EXERCISE: Repeat the listing below, switching every "wildlife count" to "storm survey" and leaving everything else as it is.

Some records
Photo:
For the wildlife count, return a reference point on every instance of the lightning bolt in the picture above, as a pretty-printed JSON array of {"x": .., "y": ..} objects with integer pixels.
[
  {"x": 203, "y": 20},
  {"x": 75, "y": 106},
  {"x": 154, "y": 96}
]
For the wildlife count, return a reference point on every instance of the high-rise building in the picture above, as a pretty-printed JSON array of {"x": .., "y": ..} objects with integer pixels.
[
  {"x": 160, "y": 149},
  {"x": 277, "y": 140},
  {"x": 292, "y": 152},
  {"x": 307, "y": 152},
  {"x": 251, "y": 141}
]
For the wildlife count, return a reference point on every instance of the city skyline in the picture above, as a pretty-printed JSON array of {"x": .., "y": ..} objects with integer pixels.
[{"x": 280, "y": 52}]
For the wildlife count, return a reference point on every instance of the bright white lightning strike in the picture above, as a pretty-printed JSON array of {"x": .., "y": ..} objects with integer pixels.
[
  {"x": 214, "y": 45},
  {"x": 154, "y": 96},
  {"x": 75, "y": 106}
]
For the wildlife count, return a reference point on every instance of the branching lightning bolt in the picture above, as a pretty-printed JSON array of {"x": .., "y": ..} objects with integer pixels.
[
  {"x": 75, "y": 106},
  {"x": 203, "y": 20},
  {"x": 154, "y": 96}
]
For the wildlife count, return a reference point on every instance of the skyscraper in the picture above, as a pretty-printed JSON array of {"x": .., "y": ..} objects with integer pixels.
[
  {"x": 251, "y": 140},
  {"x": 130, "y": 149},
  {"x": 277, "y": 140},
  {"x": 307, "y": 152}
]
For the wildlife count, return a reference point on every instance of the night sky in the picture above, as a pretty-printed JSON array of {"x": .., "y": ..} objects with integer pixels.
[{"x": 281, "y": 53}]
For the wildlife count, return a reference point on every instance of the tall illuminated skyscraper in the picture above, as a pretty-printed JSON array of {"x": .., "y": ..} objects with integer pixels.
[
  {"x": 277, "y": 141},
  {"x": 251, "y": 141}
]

CORRECT ANSWER:
Photo:
For the storm survey, return a reference point on every instance of the lightning bolt in the picture above, as a pretty-printed JSON array of {"x": .., "y": ..} objects with integer pixels.
[
  {"x": 203, "y": 20},
  {"x": 75, "y": 106},
  {"x": 154, "y": 96}
]
For the storm survey, return a reference point on every instance of the high-rise building in the picture above, as a pretty-printed JSON array of {"x": .., "y": ..} objects with integer pixels.
[
  {"x": 160, "y": 149},
  {"x": 277, "y": 140},
  {"x": 292, "y": 152},
  {"x": 307, "y": 152},
  {"x": 251, "y": 141}
]
For the storm survey, return a reference point on every instance of the city skyline in the picture above, as a pretty-printed JSON array of {"x": .., "y": ..} objects with integer pixels.
[{"x": 280, "y": 52}]
For the storm survey, return a reference point on every instance of the bright white lightning strike in the picture above, as a pretty-printed JSON array of {"x": .., "y": ..} objects with integer pixels.
[
  {"x": 214, "y": 45},
  {"x": 154, "y": 96},
  {"x": 75, "y": 106}
]
For the storm survey, return a reference point on every instance of the branching lightning bolt in the picture above, as a pretty-printed JSON array of {"x": .., "y": ..} objects with integer pixels.
[
  {"x": 75, "y": 106},
  {"x": 203, "y": 20},
  {"x": 154, "y": 96}
]
For the storm survey, return a reference point on every instance of the skyscraper in the picture above, as a pretty-printed JSON array of {"x": .., "y": ..} objects with integer pixels.
[
  {"x": 251, "y": 140},
  {"x": 130, "y": 149},
  {"x": 277, "y": 140},
  {"x": 307, "y": 152}
]
For the storm survey, return a reference point on every instance of the night sky in the picture above, as a pretty-printed JSON array of {"x": .., "y": ..} objects with integer pixels.
[{"x": 281, "y": 53}]
For the storm survey, return a reference point on every instance of the tall illuminated skyscraper in the picture above, as a pretty-printed JSON array of {"x": .., "y": ..} objects with integer pixels.
[
  {"x": 277, "y": 141},
  {"x": 251, "y": 141}
]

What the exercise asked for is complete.